═══ Extract to read ═══

According to the state police reports, Chief Clark was on a farm near Millsboro directing a dump-truck driver where to place some dirt. It is presumed, pending final reports, that the truck accidently struck Chief Clark. He was taken to the Beebe Hospital in Lewes where he died at 5:15 Tuesday afternoon.
Chief Clark was born in the vicinity of Riverdale and as a young man became interested in the history, folklore and culture of the Nanticokes.
With his father, he used to conduct lavish Thanksgiving Day pow-wows on the shores of the Indian River. These weekend festivities highlighted the history of the Nanticokes in southern Delaware.
The Nanticoke Indian Association was formed in 1921 with Chief Clark's father as the first president. His father was selected because he was the son of Lydia H. Clark (Nau-GwaOkwa), the last of her tribe who could speak the Nanticoke language. Upon the death of Wyniaco, Chief Clark was elected in his place.
Chief Clark, an enterprising businessman and farmer, owned extensive lands along the Indian River and altered the trend of American history slightly as he leased his land to the "white man" for summer cottages. He also operated Chief Clark's General Store at Oak Orchard but closed it several years ago.

═══

**The task**
Pick up the piece about Chief Clark right after its last sentence and keep writing it.

═══ Supplied data ═══

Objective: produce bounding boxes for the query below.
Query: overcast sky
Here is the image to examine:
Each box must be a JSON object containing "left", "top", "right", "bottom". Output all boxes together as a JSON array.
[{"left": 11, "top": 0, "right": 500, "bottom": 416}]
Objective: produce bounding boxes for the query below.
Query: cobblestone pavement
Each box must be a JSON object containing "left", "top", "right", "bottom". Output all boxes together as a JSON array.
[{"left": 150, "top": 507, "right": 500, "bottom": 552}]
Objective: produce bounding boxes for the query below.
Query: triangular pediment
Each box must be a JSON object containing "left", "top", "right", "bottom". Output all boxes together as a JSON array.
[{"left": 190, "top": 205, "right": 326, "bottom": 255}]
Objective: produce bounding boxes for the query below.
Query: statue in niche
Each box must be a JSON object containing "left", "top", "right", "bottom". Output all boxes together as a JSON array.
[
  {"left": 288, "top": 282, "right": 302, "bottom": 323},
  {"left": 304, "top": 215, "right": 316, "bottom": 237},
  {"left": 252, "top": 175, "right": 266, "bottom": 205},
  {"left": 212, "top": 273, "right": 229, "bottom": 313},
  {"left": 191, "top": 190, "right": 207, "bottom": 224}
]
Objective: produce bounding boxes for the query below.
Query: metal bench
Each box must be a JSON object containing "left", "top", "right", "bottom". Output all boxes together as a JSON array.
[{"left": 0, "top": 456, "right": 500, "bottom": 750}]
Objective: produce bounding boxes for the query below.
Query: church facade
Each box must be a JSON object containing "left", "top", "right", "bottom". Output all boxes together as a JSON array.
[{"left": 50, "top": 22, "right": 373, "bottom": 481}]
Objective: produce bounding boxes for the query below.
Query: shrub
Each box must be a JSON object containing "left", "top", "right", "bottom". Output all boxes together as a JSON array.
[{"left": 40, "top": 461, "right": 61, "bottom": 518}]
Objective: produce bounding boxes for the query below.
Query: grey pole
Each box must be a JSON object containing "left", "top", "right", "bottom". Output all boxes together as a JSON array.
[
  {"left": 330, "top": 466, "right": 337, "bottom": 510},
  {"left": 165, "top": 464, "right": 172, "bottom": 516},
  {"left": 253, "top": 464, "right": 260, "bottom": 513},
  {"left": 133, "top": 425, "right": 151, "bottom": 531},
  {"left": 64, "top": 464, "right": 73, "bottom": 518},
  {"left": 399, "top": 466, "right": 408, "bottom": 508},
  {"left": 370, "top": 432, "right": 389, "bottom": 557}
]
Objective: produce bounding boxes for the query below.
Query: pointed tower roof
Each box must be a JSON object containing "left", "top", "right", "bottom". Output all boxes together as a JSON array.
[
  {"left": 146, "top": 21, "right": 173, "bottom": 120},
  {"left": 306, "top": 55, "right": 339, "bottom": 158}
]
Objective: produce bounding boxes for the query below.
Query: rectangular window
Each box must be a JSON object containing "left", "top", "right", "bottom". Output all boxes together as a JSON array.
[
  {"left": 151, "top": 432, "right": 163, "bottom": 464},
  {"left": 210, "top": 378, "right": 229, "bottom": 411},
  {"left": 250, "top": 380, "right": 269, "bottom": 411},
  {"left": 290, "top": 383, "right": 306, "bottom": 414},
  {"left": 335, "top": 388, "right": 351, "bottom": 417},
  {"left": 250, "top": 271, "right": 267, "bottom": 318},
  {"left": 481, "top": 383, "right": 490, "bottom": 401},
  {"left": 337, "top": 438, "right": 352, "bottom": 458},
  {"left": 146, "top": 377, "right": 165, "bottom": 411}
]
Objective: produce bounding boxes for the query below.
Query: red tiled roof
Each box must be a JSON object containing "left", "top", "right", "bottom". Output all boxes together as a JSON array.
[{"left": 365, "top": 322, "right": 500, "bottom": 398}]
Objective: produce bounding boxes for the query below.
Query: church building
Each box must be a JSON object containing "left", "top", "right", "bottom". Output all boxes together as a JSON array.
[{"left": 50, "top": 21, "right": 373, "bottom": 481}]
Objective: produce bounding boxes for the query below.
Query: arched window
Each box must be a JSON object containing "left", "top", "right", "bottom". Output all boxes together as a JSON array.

═══

**Answer section**
Retired from active business a few years ago, Chief Clark had spent his leisure time traveling around the globe. He was semi-retired from farming. He was a member of the United Indian Mission Church and a World War I veteran.
Besides his son, he is survived by four grandchildren. Interment will be private at the convenience of the family.
Charles Cullen Clark
Nanticoke Chief joins ancestors; lore seen fading
by Sal Streett
MILLSBORO: More than a thousand friends and neighbors and remaining descendants of the Nanticoke Indians gathered yesterday in Millsboro for the last rites of Nanticoke Chief Charles Cullen Clark.
Will his death spur revitalized interest in history and tradition among the remaining Nanticokes or will their memories of the old ways and their heritage be forgotten?
Of the Nanticokes asked this question, many say there will probably not be another chief and when the present adult generation dies off the Nanticokes will probably be forgotten.
"The children just aren't interested...they think it's silly", said one Nanticoke descendant.
Many of the people have moved away and interest in their heritage is fading. The Nanticokes remaining in lower Delaware do pride themselves on their Indian ancestry but have not carried on any of the old traditions, such as ceremonies and powwows since more than 20 years ago.
The only thing traditional that is still observed is the annual homecoming in october at the Indian Mission Church, where about 200 descendants return for an all-day church program and midday dinner served on the church lawn.
"Many people think that if you don't live on a reservation and don't wear paint and feathers, you're not an Indian", said Oscar Wright, an old nanticoke descendant. "Others who recognize our ancestry do so lightly" he added.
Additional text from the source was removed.